Extrait fourni:
* * * *
Le capitaine Pascal Lefebvre, 46 ans, chef du stage, a été condamné pour sa part à 6 mois de prison avec sursis. Comme Christian Heintz, àl’époque commandant au centre d’instruction et d’entraînement au combat en montagne (CIECM) de Barcelonnette, il écope d’une amende de 1 400 euros au titre des blessures dont ont été victimes sept autres élèves. Mais au contraire de son supérieur, Pascal Lefebvre a indiqué par la voix de son avocat qu’il réfléchissait à la « possibilité de faire appel ». Seul le capitaine Christian Le Bras, 52 ans, qui suivait l’exercice depuis la caserne, a été relaxé. Le parquet a lui-même admis qu’il ne bénéficiait pas des informations qui auraient pu lui permettre de s’opposer aux décisions de MM Heintz et Lefebvre.

Les Africains ont «un instinct de survie moins développé que les Européens»

Ce 12 janvier 2004, devant le mauvais temps, Christian Heintz décide de modifier le programme des 91 élèves de l’Ecole spéciale militaire de Saint-Cyr qui s’étaient élancés pour trois jours d’exercice sur le col de Restefond. Plutôt que de bivouaquer, le lieutenant veut continuer en raquette jusqu’au sommet du col de haute Haute-Ubaye pour dormir dans les casernes. Ce qui signifie pour les officiers épuisés, dont certains n’avaient jamais vu la neige, faire en un jour ce qui était prévu de faire en deux.

« Décision incohérente, déraisonnable», affirme François Le Ray, un expert en montagne, cité par le journal Libération. Pourquoi ne pas avoir annulé l’exercice, comme une autre compagnie l’a fait ? « Cette idée ne m’est pas venue à l’esprit», explique le lieutenant Heintz. Durant le procès, le procureur fait état de défaillances et du refus de laisser l’une des trois sections, qui le réclamait, faire demi-tour…« Un petit coup de pompe réglé en dix minutes », corrige le capitaine Pascal Lefebvre. Ce n’est qu’à 17h30 que les responsables décident de s’arrêter pour bivouaquer. Il fait -7 degrés mais avec un vent à près de 100Km/h, le froid est plutôt ressentit autour de -30 degrés. Laouali Karimoune décède le premier, à 23h15, avant que Kondi Nandja, le fils du chef d’état-major des armées du Togo, dans « une phase de délire », ne succombe à son tour.

« Ces deux officiers ne se sont pas alimentés correctement. On oublie la responsabilité individuelle de chacun. Ils devaient se protéger», a expliqué le capitaine Lefebvre durant le procès, niant toute culpabilité. Un gradé a même tenté d’expliquer que les Africains ont « un instinct de survie moins développé que les Européens ».

« Si c’était à refaire, est-ce que vous changeriez quelque chose ? » demande le procureur Brice Robin. « Non, répond le capitaine Lefebvre. Si je changeais quelque chose, je remettrais en cause mes décisions. Or, si j’ai pris ces décisions, c’est que je pense que c’étaient les meilleures.» Au contraire, pour le procureur de la République, suivi par le juge, « cet accident s’explique par une succession de décisions prises dans le mauvais sens ». Seule la famille de Laouali Karimoune s’est portée partie civile dans cette affaire.
* * * *
Informations extraites:
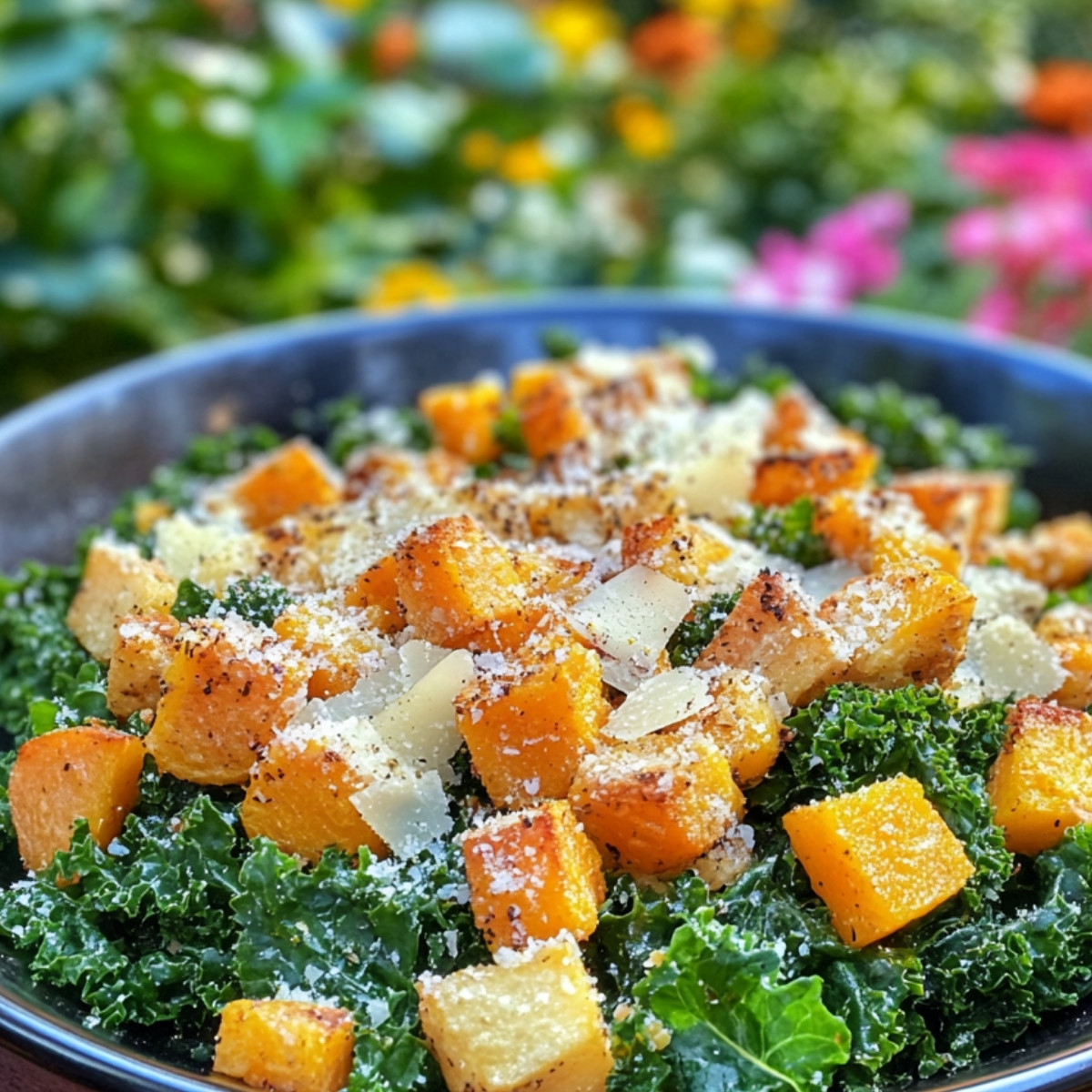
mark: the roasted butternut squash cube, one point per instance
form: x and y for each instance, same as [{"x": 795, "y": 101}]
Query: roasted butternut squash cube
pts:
[
  {"x": 228, "y": 689},
  {"x": 90, "y": 773},
  {"x": 1068, "y": 631},
  {"x": 294, "y": 476},
  {"x": 964, "y": 506},
  {"x": 743, "y": 724},
  {"x": 780, "y": 480},
  {"x": 1057, "y": 552},
  {"x": 376, "y": 590},
  {"x": 1041, "y": 784},
  {"x": 532, "y": 875},
  {"x": 677, "y": 547},
  {"x": 905, "y": 623},
  {"x": 531, "y": 1025},
  {"x": 775, "y": 632},
  {"x": 299, "y": 797},
  {"x": 656, "y": 804},
  {"x": 285, "y": 1046},
  {"x": 338, "y": 644},
  {"x": 143, "y": 645},
  {"x": 454, "y": 580},
  {"x": 463, "y": 416},
  {"x": 529, "y": 724},
  {"x": 551, "y": 418},
  {"x": 117, "y": 581},
  {"x": 880, "y": 857}
]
* * * *
Consigne 1:
D'après l'extrait, pour quelle raison le capitaine Christian Le Bras a-t-il été relaxé ? Répondez en une à trois phrases.
Consigne 2:
Reprenez la partie de l'extrait qui commence par les mots contenant « Le capitaine Pascal Lefebvre, 46 » et se termine par « Heintz et Lefebvre. », en substituant « pénalité » à « amende ».
Le matériel n'a aucun lien avec l'extrait.

Résultat final 1:
Le parquet a lui-même reconnu que le capitaine Christian Le Bras ne disposait pas des informations qui lui auraient permis de s'opposer aux décisions de MM. Heintz et Lefebvre. Il suivait l'exercice depuis la caserne.

Résultat final 2:
Le capitaine Pascal Lefebvre, 46 ans, chef du stage, a été condamné pour sa part à 6 mois de prison avec sursis. Comme Christian Heintz, àl’époque commandant au centre d’instruction et d’entraînement au combat en montagne (CIECM) de Barcelonnette, il écope d’une pénalité de 1 400 euros au titre des blessures dont ont été victimes sept autres élèves. Mais au contraire de son supérieur, Pascal Lefebvre a indiqué par la voix de son avocat qu’il réfléchissait à la « possibilité de faire appel ». Seul le capitaine Christian Le Bras, 52 ans, qui suivait l’exercice depuis la caserne, a été relaxé. Le parquet a lui-même admis qu’il ne bénéficiait pas des informations qui auraient pu lui permettre de s’opposer aux décisions de MM Heintz et Lefebvre.